TEXTE FOURNI
Nos forêts brûlent dans l'indifférence générale. Une vraie catastrophe naturelle, environnementale qui est en train de dévorer, d'année en année, tout le couvert végétal du pays. A ce rythme, soit celui de 32.000 hectares par an, selon les propres déclarations du directeur général des forêts (DGF), on parlera dans les dix prochaines années des belles forêts de pinèdes, de cédraies, de châtaigneraies, de chênes zen qui avaient été irrémédiablement mangées par le feu. Le moment est grave, inquiétant car les milliers d'hectares de belles forêts qui partent en fumée chaque jour depuis le début de cet été 2019 ne semblent pas avoir provoqué une réaction salutaire au sein des autorités, ni même un plan ORSEC.

(Enregistrements d'annotation de détection)
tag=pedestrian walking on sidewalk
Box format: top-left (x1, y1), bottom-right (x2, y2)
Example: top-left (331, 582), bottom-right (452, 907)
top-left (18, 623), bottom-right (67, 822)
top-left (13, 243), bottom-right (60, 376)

DÉFI 1
Veuillez recopier mot pour mot le passage du texte sur les incendies de forêt, de « Nos forêts brûlent » à « un plan ORSEC. ».
DÉFI 2
Réécrivez les lignes d'annotation de détection en CSV à deux colonnes, consigne et reponse, avec une ligne par consigne. Mettez chaque champ entre guillemets et remplacez les retours à la ligne par des espaces.

RÉPONSE FINALE 1
Nos forêts brûlent dans l'indifférence générale. Une vraie catastrophe naturelle, environnementale qui est en train de dévorer, d'année en année, tout le couvert végétal du pays. A ce rythme, soit celui de 32.000 hectares par an, selon les propres déclarations du directeur général des forêts (DGF), on parlera dans les dix prochaines années des belles forêts de pinèdes, de cédraies, de châtaigneraies, de chênes zen qui avaient été irrémédiablement mangées par le feu. Le moment est grave, inquiétant car les milliers d'hectares de belles forêts qui partent en fumée chaque jour depuis le début de cet été 2019 ne semblent pas avoir provoqué une réaction salutaire au sein des autorités, ni même un plan ORSEC.

RÉPONSE FINALE 2
consigne,reponse
"tag=pedestrian walking on sidewalk Box format: top-left (x1, y1), bottom-right (x2, y2) Example: top-left (331, 582), bottom-right (452, 907)","top-left (18, 623), bottom-right (67, 822) top-left (13, 243), bottom-right (60, 376)"